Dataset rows
-- START --
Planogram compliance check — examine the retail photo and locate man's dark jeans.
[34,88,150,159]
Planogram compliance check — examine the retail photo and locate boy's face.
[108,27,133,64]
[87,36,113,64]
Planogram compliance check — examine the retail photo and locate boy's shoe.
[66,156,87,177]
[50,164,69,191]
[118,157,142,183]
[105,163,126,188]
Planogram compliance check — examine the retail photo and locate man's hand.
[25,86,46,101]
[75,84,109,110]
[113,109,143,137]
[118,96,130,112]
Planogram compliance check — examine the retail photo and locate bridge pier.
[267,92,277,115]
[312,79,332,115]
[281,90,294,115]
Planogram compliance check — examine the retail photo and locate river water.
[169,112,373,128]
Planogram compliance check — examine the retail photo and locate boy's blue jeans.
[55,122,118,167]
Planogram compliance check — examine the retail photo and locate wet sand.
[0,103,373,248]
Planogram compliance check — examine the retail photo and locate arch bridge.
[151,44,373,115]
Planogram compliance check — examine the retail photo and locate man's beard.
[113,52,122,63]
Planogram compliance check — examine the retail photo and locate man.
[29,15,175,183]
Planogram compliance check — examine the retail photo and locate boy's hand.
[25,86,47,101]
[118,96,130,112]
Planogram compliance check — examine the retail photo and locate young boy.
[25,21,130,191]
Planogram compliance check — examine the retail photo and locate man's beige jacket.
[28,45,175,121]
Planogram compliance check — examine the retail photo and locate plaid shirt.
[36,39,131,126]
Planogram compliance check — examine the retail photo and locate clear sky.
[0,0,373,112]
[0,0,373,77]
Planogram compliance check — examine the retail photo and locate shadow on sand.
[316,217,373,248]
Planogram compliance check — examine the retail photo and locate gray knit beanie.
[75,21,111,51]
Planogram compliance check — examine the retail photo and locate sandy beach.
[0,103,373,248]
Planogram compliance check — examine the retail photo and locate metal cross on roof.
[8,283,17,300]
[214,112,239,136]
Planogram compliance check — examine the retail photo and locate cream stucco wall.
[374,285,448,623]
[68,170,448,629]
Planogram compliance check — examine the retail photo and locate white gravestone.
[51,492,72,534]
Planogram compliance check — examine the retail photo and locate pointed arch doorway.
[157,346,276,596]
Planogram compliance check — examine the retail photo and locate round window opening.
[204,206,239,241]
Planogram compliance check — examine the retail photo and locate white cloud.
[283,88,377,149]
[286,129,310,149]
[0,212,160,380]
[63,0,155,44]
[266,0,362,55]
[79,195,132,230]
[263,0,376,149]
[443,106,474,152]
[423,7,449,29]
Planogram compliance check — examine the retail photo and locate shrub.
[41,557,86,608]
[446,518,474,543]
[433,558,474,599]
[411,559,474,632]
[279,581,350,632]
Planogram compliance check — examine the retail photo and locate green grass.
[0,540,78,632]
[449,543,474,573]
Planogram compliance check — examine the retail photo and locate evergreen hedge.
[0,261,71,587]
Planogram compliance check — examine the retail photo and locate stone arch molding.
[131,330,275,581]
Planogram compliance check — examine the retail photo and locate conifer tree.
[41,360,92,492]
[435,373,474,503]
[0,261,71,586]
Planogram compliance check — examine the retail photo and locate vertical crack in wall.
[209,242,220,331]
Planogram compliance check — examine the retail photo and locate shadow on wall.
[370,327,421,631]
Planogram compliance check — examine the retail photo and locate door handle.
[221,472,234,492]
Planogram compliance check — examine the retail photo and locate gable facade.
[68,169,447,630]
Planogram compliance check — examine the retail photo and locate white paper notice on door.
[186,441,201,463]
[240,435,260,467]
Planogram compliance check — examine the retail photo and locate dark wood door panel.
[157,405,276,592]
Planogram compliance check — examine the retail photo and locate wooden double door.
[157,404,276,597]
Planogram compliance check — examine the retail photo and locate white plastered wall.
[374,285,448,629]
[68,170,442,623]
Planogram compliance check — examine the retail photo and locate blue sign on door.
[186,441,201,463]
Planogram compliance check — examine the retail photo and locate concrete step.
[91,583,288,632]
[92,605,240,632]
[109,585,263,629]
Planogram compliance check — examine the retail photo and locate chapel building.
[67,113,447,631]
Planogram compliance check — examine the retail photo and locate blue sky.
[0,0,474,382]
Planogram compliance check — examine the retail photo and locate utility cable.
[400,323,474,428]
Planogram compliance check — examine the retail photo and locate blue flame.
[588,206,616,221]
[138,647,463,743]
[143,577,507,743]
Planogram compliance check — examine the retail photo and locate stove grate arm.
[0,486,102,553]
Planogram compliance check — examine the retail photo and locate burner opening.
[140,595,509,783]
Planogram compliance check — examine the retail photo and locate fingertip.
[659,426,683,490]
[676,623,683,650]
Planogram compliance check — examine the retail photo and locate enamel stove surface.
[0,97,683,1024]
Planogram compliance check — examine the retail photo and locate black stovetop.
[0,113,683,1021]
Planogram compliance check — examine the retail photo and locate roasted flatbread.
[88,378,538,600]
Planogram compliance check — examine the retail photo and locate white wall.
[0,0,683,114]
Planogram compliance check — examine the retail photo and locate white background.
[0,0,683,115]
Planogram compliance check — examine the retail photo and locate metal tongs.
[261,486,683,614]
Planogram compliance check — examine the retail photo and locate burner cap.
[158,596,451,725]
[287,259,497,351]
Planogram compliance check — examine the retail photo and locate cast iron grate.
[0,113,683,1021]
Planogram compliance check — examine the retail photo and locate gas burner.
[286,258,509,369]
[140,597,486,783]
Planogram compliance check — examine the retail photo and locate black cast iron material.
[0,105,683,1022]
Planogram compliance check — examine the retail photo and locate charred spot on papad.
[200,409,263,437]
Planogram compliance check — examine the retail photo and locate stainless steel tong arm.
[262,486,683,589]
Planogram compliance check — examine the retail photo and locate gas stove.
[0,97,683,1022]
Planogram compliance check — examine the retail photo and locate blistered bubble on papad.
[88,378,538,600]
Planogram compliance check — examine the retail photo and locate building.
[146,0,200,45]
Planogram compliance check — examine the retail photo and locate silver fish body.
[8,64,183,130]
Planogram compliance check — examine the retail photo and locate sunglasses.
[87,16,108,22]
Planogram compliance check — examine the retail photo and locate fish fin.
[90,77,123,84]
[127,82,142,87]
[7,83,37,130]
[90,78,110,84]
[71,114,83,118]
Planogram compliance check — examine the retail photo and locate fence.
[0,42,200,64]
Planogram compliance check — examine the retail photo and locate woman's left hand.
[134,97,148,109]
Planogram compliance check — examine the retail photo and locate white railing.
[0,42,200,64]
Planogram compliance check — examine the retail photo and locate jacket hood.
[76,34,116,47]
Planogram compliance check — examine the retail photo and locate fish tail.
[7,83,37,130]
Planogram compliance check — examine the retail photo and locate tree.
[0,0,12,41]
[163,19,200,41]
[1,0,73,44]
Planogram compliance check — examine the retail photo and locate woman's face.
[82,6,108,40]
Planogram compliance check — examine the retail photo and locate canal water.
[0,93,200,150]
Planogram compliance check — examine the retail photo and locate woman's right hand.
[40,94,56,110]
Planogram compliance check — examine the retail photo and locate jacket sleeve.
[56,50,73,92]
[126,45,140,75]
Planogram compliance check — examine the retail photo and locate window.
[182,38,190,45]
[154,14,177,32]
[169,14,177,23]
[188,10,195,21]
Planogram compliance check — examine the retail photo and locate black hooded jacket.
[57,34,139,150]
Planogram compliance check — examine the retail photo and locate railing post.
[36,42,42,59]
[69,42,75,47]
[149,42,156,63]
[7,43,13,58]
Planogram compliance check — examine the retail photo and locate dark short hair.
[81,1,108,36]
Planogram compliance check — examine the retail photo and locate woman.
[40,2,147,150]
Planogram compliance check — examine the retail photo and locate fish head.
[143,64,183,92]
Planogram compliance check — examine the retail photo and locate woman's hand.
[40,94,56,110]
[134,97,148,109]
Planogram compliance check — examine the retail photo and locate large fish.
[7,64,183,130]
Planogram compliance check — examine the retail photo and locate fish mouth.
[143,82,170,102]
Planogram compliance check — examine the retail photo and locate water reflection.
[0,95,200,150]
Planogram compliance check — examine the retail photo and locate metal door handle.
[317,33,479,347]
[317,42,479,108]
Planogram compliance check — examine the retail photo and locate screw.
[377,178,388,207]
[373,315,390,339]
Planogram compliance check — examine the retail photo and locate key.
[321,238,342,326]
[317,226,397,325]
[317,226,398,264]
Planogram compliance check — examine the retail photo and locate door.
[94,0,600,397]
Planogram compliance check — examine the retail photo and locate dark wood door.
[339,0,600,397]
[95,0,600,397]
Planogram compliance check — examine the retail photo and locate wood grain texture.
-- END --
- **Aim**
Show every line above that contains the string "burner", copying each such line in full.

- **Exercise output**
Planogram compliance check — examine the retail photo and locate burner opening.
Planogram compliance check — examine the retail photo and locate burner cap.
Planogram compliance check — examine the retail photo and locate gas burner.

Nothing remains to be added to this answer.